━━ Belge alıntısı

KAYABAŞI

Re'sen Mükellefiyetin Terk Edilmesi Halinde E-Tebligat Yapılabilir mi?

Re'sen Mükellefiyetin Terk Edilmesi Halinde E-Tebligat Yapılabilir mi?
Re'sen Mükellefiyetin Terk Edilmesi Halinde E-Tebligat Yapılabilir mi?

213 sayılı Vergi Usul Kanunu'nun 93. maddesinde "Tahakkuk fişinden gayri, vergilendirme ile ilgili olup, hüküm ifade eden bilümum vesikalar ve yazılar adresleri bilinen gerçek ve tüzel kişilere posta vasıtasiyle ilmühaberli taahhütlü olarak, adresleri bilinmiyenlere ilan yolu ile tebliğ edilir. Şu kadar ki, ilgilinin kabul etmesi şartiyle, tebliğin daire veya komisyonda yapılması caizdir." denilmiş, Kanunun 107/A maddesinde ise "Bu Kanun hükümlerine göre teb|iğ yapılacak kimselere, 93 üncü maddede sayılan usullere bağlı kalınmaksızın, tebliğe elverişli elektronik bir adres vasıtasıyla elektronik ortamda tebliğ yapılabilir. Elektronik ortamda tebligat, muhatabın elektronik adresine ulaştığı tarihi izleyen beşinci günün sonunda yapılmış sayılır. Maliye Bakanlığı, elektronik ortamda yapılacak tebliğle ilgili her türlü teknik altyapıyı kurmaya veya kurulmuş olanları kullanmaya, tebliğe elverişli elektronik adres kullanma zorunluluğu getirmeye ve kendisine elektronik ortamda tebliğ yapılacakları ve elektronik tebliğe ilişkin diğer usul ve esasları belirlemeye yetkilidir" hükmüne yer verilmiştir.

━━━━

Kısa görev 1 - Girdilerde "fascia" dizesini barındıran satırları say ve yalnızca bu sayıyı yaz. Büyük-küçük harf ayrımı dikkate alınır.

━━ Sağlanan veriler

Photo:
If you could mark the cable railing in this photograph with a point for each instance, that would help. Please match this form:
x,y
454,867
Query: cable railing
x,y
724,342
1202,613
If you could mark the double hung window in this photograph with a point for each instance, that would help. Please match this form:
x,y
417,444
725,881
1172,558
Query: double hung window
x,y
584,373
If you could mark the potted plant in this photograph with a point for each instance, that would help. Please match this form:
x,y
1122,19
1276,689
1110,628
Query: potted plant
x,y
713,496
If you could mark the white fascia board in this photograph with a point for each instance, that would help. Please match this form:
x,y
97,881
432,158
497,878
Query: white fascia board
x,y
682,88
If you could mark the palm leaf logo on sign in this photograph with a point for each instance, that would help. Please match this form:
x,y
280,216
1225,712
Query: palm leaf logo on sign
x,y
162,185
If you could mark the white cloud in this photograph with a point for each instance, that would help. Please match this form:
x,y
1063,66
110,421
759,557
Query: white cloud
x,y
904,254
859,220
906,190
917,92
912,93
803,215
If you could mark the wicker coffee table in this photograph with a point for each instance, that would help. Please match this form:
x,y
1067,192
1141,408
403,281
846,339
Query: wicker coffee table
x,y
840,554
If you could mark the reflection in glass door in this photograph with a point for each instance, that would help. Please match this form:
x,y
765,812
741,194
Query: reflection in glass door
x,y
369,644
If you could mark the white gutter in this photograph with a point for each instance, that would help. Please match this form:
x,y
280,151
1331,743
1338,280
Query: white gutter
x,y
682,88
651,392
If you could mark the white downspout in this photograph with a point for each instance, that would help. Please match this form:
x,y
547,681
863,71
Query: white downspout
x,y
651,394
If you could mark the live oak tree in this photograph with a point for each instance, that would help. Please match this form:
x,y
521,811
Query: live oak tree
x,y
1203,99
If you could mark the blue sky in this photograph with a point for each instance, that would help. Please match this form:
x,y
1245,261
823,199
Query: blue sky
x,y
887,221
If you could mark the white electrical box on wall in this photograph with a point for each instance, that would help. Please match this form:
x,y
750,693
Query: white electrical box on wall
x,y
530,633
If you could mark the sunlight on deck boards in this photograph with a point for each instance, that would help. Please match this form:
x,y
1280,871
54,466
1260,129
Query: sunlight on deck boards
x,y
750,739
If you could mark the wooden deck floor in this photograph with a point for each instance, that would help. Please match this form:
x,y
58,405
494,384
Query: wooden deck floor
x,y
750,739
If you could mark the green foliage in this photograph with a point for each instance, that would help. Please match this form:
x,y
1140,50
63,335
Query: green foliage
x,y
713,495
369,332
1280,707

━━━━

Kısa görev 2 - Lütfen e-tebligat konulu metni kaldığı yerden sürdür.

Alıştırma sonucu 1 - 2

Alıştırma sonucu 2 -
Kanunun verdiği yetkiye istinaden 27.08.2015 tarihli Resmi Gazete'de yayımlanarak yürürlüğe giren 456 sıra nolu Vergi Usul Kanunu Genel Tebliği ile de vergi dairelerince düzenlenen ve muhataplarına 213 sayılı Kanun hükümlerine göre tebliği gereken evrakın, Gelir İdaresi Başkanlığı aracılığıyla elektronik ortamda tebliğ edilmesi ile ilgili usul ve esasları belirlenmiş, elektronik ortamda tebliğ ile ilgili oluşturulan sistem ve bu sistemin kullanımına ilişkin açıklamalara yer verilmiştir.

Elektronik tebligat sisteminde idarece oluşturulan ve yükümlülerin kendi şifreleriyle gireceği bir ortamda tebliğ belgelerinin elektronik olarak iletilmesi amaçlanmıştır. Ayrıca yükümlünün tercihine göre sistemde bir tebliğinin bulunduğunun cep telefonu numarasına veya e-posta adresine bildirilmesi öngörülmüştür.  Böylece yükümlülerin sms Veya e-posta adresine gelen bildirimi görerek şifreleriyle sisteme girip tebliğ belgelerine ulaşması amaçlanmıştır. Kendisine bildirim yapılmayan yükümlünün tebliği gereken bir belgesi olduğunu bilmesi ve buna ulaşması mümkün olmayacağından, bildirimin belirtilen cep telefonu Veya e-posta adresine yapıldığının idarece zamanı belli edilerek ispatlanması gerektiği açıktır, idarece yükümlüye bildirim yapıldığının ve bildirimin ilgilisine ulaştığının ispatlanamaması halinde hukuken geçerli bir tebliğ işleminin varlığından söz edilemez.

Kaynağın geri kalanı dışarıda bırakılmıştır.